[Exercise prompt] Copy every line of the records below without any change, but omit the pictures.

[Input records]
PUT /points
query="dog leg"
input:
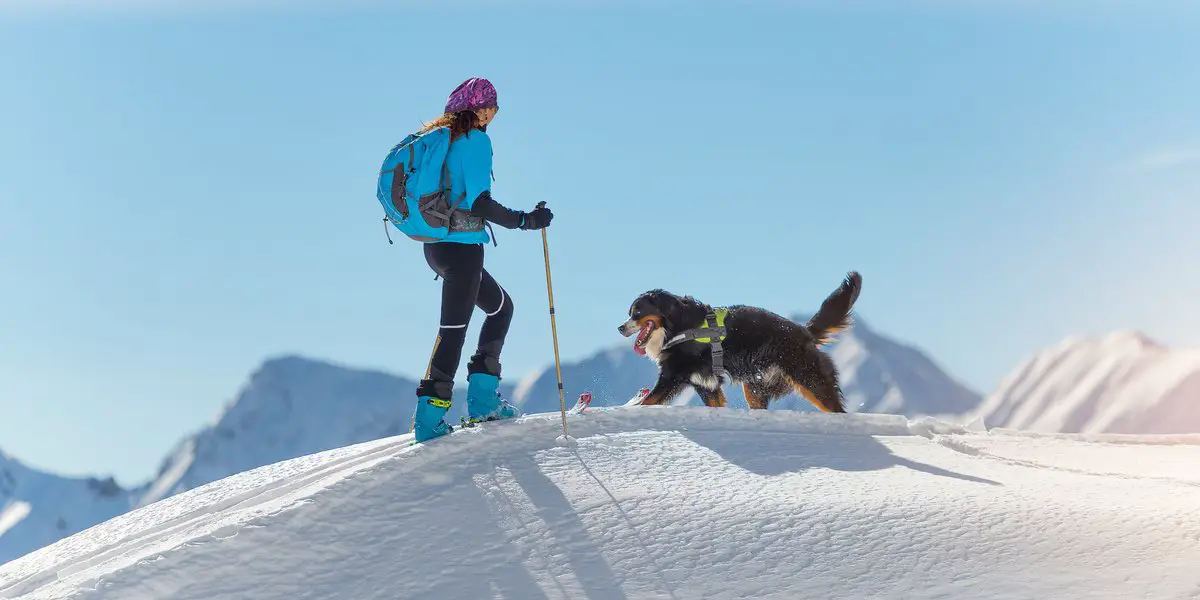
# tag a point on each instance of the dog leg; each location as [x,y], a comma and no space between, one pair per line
[754,401]
[665,389]
[816,379]
[714,399]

[Reply to the task]
PUT /points
query="dog leg"
input:
# tag a point on each instance of the dog leg; each location as [x,y], a comma and no space between, one pair per line
[754,401]
[665,389]
[816,379]
[714,399]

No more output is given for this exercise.